**WHAT IS NEEDED**
Write out every line of the records below word for word, but leave out the pictures.
** START OF TASK DATA **
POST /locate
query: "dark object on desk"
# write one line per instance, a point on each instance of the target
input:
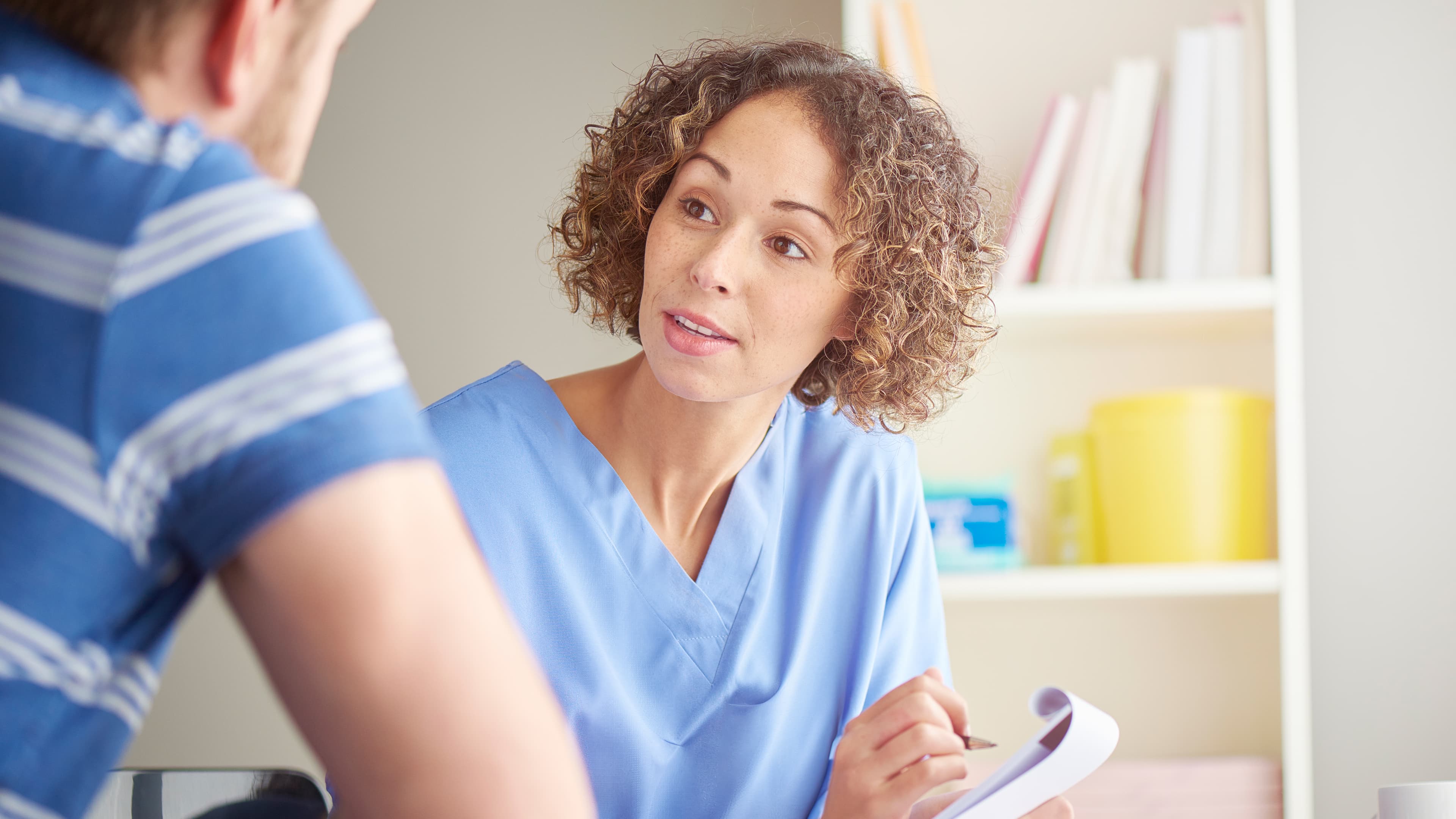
(209, 795)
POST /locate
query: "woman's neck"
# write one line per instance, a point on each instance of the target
(676, 457)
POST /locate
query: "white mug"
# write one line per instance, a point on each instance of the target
(1419, 800)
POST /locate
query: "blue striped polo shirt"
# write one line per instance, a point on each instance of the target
(182, 355)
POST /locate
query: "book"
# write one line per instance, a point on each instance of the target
(1065, 254)
(1224, 226)
(1075, 741)
(1149, 263)
(1120, 197)
(919, 55)
(1256, 257)
(1037, 191)
(1189, 132)
(892, 47)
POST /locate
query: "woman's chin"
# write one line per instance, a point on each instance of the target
(693, 378)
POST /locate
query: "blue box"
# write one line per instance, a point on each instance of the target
(972, 525)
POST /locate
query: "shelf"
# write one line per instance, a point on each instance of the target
(1116, 581)
(1241, 307)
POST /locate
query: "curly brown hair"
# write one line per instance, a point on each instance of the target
(918, 253)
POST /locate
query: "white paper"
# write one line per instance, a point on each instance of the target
** END OF TASK DATA **
**SOLVED EXERCISE**
POST /locate
query: "dark object on desk"
# write one line per instance, a point on each instance of the target
input:
(209, 795)
POST /locate
query: "woman's neck"
# write one line per instance, a point on each instance of the target
(676, 457)
POST /locate
query: "white mug"
# write one line per instance, a point on each instance of the target
(1419, 800)
POST /locate
query: "blue striped polo shirt"
# write one line per instance, a point on each instance of the target
(182, 355)
POST /locate
query: "book"
# write one line per instance, a point on each instance of the target
(1065, 254)
(1224, 226)
(1075, 741)
(1149, 263)
(1120, 197)
(919, 55)
(1256, 257)
(1037, 191)
(1189, 132)
(892, 47)
POST /locate
query: "woman's chin"
# write one line per instance, a point on each instance of the target
(693, 378)
POST /locate
query: "blue box"
# write one line per instance, a point on each instance of the target
(972, 525)
POST /locate
query: "shelf"
# write one line per instance, a point on each instance of the target
(1116, 581)
(1241, 307)
POST /locate
query: "curly brown hair"
# write one line per instance, a point on each instance of the target
(918, 253)
POST /locate
query: "white paper"
# write one line per instance, a point on each instance of the target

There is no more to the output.